__TEXTE SOURCE__.
Après la force et la beauté de Papicha, l'un des meilleurs films francophones vus ces dernières années, Mounia Meddour continue de creuser le sillon de l'histoire algérienne par le prisme de femmes résistant par les arts.

Si elle capte avec toujours autant de conviction le travail intime porté par la force du collectif, force est de déplorer que le sujet de la femme brisée (danseuse qui plus est) qui tente de se reconstruire rencontre quelques écueils, semblables à beaucoup d'œuvres déjà vues, de En Corps à Mon Roi.

En cédant à quelques facilités - symbolisme trop appuyé (les cages des oiseaux, les "sans-voix") et situations attendues rencontrent une invocation des fantômes du passé (la guerre civile par le récit du père et le personnage de l'ancien terroriste) et du présent (le sujet de la migration malheureuse) malheureusement mal amenée - le film accuse quelques baisses de rythmes, des répétitions, des oublis, et un sentiment de remplissage scénaristique que trahit sa courte durée.

Mais la réalisatrice, qui a conservé l'équipe de son œuvre précédente, n'a rien perdu de sa mise en scène gracieuse, solaire, sensorielle et charnelle, au plus près des corps qui s'épanouissent par leurs mouvements, au plus près des caresses, des gestes de tendresse, de la lumière et des espaces intimes, tout à fait flagrant lors de deux séquences : celle en ouverture, danse sans musique, au rythme du vent, et une autre, centrale, évanescente et comme hors du temps, où la troupe se promène au parc, telles des nymphes de blanc vêtues, tout droit sorties d'un tableau antique.

__CONSIGNE__. Relevez tous les titres de films cités dans la critique de film ci-dessus.

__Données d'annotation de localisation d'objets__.
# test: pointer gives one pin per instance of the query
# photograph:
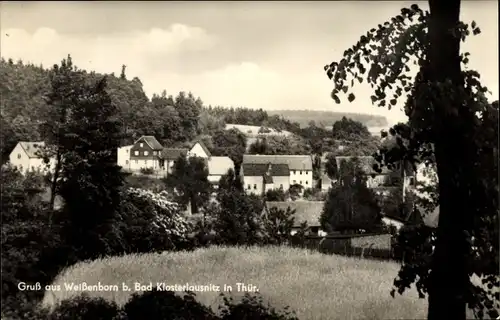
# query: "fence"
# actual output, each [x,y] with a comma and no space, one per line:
[359,245]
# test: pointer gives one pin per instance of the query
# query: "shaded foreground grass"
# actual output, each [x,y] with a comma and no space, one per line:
[316,286]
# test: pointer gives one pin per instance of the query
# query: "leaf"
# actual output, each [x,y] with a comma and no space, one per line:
[335,98]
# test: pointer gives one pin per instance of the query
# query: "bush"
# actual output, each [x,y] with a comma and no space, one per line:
[149,222]
[250,308]
[166,305]
[147,171]
[145,183]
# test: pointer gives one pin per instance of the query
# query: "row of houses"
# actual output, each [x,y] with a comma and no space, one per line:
[259,173]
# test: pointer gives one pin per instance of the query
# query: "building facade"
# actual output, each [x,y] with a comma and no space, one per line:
[300,166]
[27,156]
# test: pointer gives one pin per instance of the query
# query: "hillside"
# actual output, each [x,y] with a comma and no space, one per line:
[172,119]
[327,118]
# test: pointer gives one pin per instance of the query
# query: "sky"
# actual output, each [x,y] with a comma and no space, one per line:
[267,55]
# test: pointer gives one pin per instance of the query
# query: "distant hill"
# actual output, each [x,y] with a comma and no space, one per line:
[327,118]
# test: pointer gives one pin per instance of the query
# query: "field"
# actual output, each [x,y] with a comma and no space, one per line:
[315,286]
[327,118]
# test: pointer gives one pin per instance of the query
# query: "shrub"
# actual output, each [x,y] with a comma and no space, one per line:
[250,308]
[166,305]
[147,171]
[149,222]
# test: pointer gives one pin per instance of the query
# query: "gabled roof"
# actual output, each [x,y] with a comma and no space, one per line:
[31,148]
[203,146]
[173,153]
[305,211]
[294,162]
[260,169]
[219,165]
[151,141]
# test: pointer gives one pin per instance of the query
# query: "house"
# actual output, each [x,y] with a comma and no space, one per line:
[386,177]
[418,216]
[299,166]
[305,211]
[123,157]
[258,178]
[170,155]
[326,182]
[145,153]
[27,156]
[199,150]
[217,167]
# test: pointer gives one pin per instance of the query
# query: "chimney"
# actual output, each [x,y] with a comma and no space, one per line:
[269,167]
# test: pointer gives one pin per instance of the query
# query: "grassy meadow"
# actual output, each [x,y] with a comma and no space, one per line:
[316,286]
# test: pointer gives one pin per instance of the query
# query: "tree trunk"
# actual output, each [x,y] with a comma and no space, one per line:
[454,157]
[53,187]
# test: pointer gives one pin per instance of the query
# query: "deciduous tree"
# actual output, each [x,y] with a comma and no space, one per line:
[450,122]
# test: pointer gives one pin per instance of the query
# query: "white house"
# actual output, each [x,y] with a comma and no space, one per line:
[123,157]
[199,150]
[217,167]
[305,211]
[26,156]
[300,166]
[145,153]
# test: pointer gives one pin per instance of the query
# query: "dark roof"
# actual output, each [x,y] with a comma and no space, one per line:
[294,162]
[32,149]
[173,153]
[260,169]
[268,179]
[203,146]
[305,211]
[151,141]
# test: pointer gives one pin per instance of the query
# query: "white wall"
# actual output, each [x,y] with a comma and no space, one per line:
[19,159]
[138,164]
[197,151]
[306,178]
[390,222]
[123,157]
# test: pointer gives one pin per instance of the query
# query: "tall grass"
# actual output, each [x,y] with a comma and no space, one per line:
[316,286]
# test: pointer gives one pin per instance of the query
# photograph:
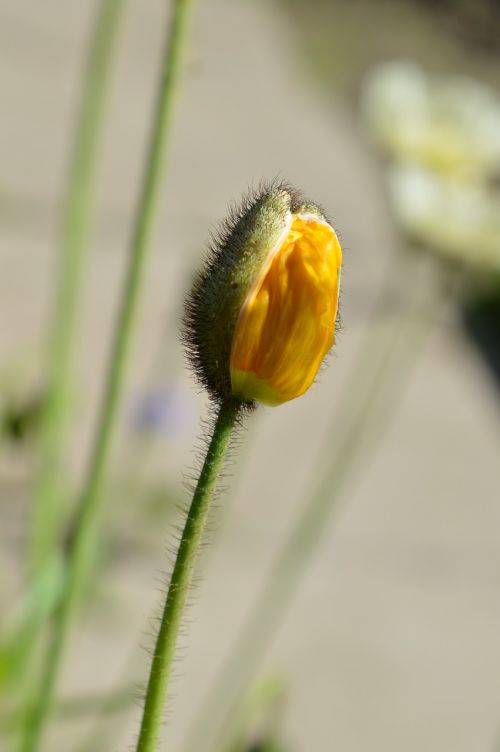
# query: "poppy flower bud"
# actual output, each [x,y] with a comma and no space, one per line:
[261,315]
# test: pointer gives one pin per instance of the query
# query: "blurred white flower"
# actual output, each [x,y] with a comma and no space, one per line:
[449,124]
[461,221]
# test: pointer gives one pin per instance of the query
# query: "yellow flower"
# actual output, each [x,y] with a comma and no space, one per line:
[260,316]
[287,322]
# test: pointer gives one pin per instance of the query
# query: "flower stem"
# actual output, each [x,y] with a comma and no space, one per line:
[74,235]
[156,692]
[82,530]
[379,375]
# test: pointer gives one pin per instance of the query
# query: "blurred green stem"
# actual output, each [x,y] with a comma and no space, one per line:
[378,377]
[194,527]
[84,523]
[47,518]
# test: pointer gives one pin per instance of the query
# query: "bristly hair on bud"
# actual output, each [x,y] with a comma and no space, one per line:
[257,321]
[235,252]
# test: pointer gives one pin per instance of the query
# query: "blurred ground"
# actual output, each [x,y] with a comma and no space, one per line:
[392,642]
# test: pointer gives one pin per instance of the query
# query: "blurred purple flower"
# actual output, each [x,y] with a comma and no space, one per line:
[162,410]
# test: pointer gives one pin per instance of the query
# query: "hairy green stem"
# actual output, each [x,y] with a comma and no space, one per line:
[46,523]
[164,650]
[379,375]
[84,523]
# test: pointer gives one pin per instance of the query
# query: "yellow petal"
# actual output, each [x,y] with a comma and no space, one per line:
[287,322]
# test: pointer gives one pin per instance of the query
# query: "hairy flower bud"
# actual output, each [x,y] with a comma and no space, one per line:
[261,315]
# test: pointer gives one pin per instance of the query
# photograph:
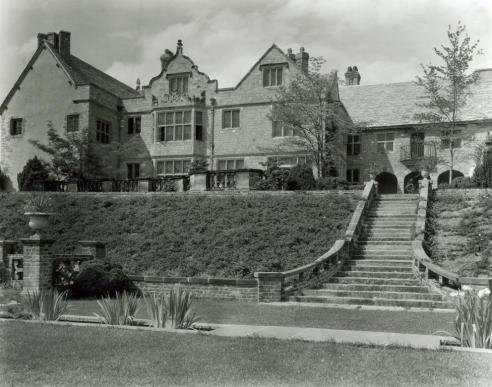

__TÂCHE RÉALISÉE__. Papicha, En Corps, Mon Roi